WHAT IS EXPECTED:
Reproduce the passage below about the sugarcane yield study word for word, from beginning to end.

SUPPLIED PASSAGE:
[Start of Attachment]
Recently Microdrones started a case study with a very large sugar cane producer in Southern Africa. One of their major problems the company faced was determining the actual yield of sugar that a field can produce before it goes to the mill. Currently they can only determine the amount of sugar once it’s been crushed and run through the mill. “Using the mdLiDAR1000, we were able to help analyze the fields and estimate yield,” says Hanno. “We flew one of the sugarcane fields and by using the Lidar data, we could determine the stalk height of the sugarcane plant. By using a third party software, that they designed, we could actually determine the yield of a specific field that the sugarcane would produce before it’s been harvested. This happened three months before the actual harvest date and based on our data, they were able to modify the harvest so they could actually increase the yield of that specific field. So this was a major breakthrough for them and we at Microdrones were proud to be part of this exercise. There’s another 27,500 hectares of sugarcane throughout Southern Africa that the same operation needs to be practiced. So this should open up some new doors for some sugarcane.
Africa: Land of Opportunity
Hanno also explains there’s currently a number of drone related opportunities throughout Africa. Eastern countries like China and India have very limited agricultural land available, and will rely on Africa to produce crops to feed their populations. Microdrones integrated solutions, like the mdLiDAR1000 in the sugarcane fields, can help manage and estimate crop yields.
[End of Attachment]
DATA SECTION:
[Start of Attachment]
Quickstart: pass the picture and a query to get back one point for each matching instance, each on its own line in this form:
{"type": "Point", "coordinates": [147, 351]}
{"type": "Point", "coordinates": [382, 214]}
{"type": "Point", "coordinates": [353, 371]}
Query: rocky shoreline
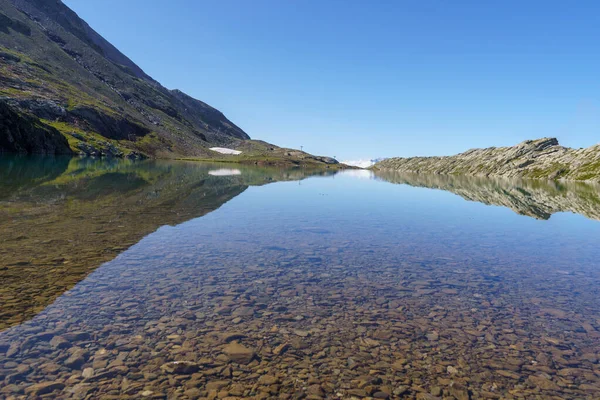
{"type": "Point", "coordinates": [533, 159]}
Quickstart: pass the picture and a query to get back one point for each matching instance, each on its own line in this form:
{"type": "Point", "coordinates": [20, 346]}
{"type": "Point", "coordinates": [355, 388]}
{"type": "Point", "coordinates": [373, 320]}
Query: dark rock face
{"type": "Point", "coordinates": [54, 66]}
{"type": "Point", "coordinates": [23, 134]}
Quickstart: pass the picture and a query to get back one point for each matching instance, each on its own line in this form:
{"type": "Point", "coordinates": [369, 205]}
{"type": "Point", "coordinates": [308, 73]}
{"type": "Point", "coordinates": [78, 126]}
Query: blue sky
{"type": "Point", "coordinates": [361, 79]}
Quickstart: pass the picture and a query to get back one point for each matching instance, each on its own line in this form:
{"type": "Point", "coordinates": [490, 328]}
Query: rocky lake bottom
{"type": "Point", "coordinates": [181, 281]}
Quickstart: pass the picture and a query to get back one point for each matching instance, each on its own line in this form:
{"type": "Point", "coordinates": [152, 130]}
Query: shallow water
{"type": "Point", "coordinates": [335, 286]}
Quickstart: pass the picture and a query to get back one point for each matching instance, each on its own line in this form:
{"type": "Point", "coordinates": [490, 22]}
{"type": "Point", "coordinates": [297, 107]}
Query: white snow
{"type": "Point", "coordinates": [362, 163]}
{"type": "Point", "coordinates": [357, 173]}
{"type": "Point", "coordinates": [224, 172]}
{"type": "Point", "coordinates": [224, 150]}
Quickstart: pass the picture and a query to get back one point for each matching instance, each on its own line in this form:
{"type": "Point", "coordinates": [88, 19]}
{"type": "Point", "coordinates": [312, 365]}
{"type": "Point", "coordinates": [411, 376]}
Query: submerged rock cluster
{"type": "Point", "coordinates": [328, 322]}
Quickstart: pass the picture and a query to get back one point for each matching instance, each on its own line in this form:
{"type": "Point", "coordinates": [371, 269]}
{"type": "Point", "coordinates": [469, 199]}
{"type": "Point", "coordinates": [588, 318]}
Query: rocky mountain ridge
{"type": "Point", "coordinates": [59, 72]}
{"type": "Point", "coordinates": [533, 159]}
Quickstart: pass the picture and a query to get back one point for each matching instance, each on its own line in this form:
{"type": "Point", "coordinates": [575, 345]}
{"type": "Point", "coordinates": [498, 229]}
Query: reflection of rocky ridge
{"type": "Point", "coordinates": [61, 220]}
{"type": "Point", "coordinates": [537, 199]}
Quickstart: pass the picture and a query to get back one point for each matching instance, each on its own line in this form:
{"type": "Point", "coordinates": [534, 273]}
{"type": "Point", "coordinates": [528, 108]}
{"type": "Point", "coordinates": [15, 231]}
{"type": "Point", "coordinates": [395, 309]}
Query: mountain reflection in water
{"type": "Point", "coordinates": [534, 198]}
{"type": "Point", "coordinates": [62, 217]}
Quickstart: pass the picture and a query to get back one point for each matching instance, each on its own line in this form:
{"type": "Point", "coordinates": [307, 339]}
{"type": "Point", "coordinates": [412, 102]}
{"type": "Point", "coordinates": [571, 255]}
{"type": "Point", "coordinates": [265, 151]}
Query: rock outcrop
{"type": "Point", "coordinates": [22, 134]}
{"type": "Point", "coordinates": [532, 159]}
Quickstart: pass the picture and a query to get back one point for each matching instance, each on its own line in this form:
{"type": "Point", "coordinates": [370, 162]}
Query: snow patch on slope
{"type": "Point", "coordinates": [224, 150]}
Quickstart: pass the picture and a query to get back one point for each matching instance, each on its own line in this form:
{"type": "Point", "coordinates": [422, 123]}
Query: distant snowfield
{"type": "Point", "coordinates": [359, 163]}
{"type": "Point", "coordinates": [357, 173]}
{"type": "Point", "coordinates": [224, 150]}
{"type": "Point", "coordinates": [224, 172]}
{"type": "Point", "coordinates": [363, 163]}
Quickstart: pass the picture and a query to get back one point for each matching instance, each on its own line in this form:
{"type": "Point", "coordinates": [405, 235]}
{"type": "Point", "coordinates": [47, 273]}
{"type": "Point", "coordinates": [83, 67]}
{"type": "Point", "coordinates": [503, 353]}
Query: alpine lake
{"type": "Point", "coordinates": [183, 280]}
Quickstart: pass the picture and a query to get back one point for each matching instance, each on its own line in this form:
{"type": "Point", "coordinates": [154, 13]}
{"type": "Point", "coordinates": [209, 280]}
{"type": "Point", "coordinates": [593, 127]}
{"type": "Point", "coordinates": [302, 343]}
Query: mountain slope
[End of Attachment]
OUTPUT OF THE TASK:
Recently Microdrones started a case study with a very large sugar cane producer in Southern Africa. One of their major problems the company faced was determining the actual yield of sugar that a field can produce before it goes to the mill. Currently they can only determine the amount of sugar once it’s been crushed and run through the mill. “Using the mdLiDAR1000, we were able to help analyze the fields and estimate yield,” says Hanno. “We flew one of the sugarcane fields and by using the Lidar data, we could determine the stalk height of the sugarcane plant. By using a third party software, that they designed, we could actually determine the yield of a specific field that the sugarcane would produce before it’s been harvested. This happened three months before the actual harvest date and based on our data, they were able to modify the harvest so they could actually increase the yield of that specific field. So this was a major breakthrough for them and we at Microdrones were proud to be part of this exercise. There’s another 27,500 hectares of sugarcane throughout Southern Africa that the same operation needs to be practiced. So this should open up some new doors for some sugarcane.
Africa: Land of Opportunity
Hanno also explains there’s currently a number of drone related opportunities throughout Africa. Eastern countries like China and India have very limited agricultural land available, and will rely on Africa to produce crops to feed their populations. Microdrones integrated solutions, like the mdLiDAR1000 in the sugarcane fields, can help manage and estimate crop yields.